_What the task asks_.
Put the lines from the one holding "the photo below" through the one holding "[[78,235],[76,5],[66,0],[42,0],[41,8],[46,53],[47,232]]", inclusive, into a Markdown table with the columns Number and Content, leaving out any blank lines.

_Entries provided_.
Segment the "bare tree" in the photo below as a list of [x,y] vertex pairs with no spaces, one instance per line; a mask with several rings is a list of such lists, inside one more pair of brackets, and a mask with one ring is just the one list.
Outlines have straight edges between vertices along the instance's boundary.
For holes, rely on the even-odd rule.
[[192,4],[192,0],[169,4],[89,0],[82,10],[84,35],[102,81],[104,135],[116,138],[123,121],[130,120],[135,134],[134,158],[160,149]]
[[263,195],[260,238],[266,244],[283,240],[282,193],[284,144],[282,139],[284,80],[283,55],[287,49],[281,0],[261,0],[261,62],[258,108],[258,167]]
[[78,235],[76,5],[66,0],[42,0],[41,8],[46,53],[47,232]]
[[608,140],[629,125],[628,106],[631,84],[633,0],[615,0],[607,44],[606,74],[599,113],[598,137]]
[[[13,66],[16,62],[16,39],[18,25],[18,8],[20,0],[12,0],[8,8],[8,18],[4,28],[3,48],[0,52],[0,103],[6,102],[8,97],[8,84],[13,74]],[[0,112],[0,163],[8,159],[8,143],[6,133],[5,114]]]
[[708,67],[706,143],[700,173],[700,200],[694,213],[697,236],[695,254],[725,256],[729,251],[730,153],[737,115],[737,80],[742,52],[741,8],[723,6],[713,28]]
==
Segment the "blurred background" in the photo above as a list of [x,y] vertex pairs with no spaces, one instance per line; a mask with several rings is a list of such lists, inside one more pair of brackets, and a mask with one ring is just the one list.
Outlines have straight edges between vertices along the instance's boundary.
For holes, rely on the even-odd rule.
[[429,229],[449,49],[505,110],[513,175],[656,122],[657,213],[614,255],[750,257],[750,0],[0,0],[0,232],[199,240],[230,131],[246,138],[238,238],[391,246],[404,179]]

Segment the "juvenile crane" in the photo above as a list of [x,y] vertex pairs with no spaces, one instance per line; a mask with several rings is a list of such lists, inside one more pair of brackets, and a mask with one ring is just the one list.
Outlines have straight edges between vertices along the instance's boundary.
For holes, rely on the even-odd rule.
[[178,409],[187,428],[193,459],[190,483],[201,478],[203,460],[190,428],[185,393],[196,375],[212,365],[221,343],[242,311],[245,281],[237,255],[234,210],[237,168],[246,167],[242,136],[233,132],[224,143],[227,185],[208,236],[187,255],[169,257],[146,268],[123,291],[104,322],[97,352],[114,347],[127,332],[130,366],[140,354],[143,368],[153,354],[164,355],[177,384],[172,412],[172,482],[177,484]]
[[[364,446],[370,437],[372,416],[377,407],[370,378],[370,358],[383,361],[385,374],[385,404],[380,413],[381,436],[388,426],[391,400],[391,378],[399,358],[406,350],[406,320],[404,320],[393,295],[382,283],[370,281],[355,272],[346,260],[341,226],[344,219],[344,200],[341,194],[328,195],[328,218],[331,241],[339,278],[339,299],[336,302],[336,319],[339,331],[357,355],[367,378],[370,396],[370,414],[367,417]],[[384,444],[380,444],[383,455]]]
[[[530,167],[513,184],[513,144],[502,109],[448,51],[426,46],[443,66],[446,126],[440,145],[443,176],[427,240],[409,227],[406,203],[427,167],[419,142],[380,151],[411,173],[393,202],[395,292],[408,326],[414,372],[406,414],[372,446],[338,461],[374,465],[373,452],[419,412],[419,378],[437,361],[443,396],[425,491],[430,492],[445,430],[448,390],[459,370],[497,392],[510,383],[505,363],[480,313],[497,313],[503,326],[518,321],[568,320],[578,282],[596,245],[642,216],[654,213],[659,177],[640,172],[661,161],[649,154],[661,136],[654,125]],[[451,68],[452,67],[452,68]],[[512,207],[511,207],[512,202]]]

_Final result_.
| Number | Content |
|---|---|
| 1 | Segment the "bare tree" in the photo below as a list of [x,y] vertex pairs with no spaces, one instance per line; a mask with several rings is a list of such lists, inside one more pair of brackets, and a mask with one ring is just the one list. |
| 2 | Outlines have straight edges between vertices along the instance's boundary. |
| 3 | For holes, rely on the even-odd rule. |
| 4 | [[192,4],[192,0],[169,4],[89,0],[82,10],[84,35],[102,81],[104,135],[116,138],[123,121],[130,120],[135,134],[134,158],[160,149]] |
| 5 | [[263,195],[260,238],[266,244],[283,240],[282,193],[284,144],[282,139],[284,80],[283,55],[287,49],[281,0],[261,0],[261,62],[258,108],[258,167]] |
| 6 | [[78,235],[76,5],[66,0],[42,0],[41,8],[46,53],[47,232]] |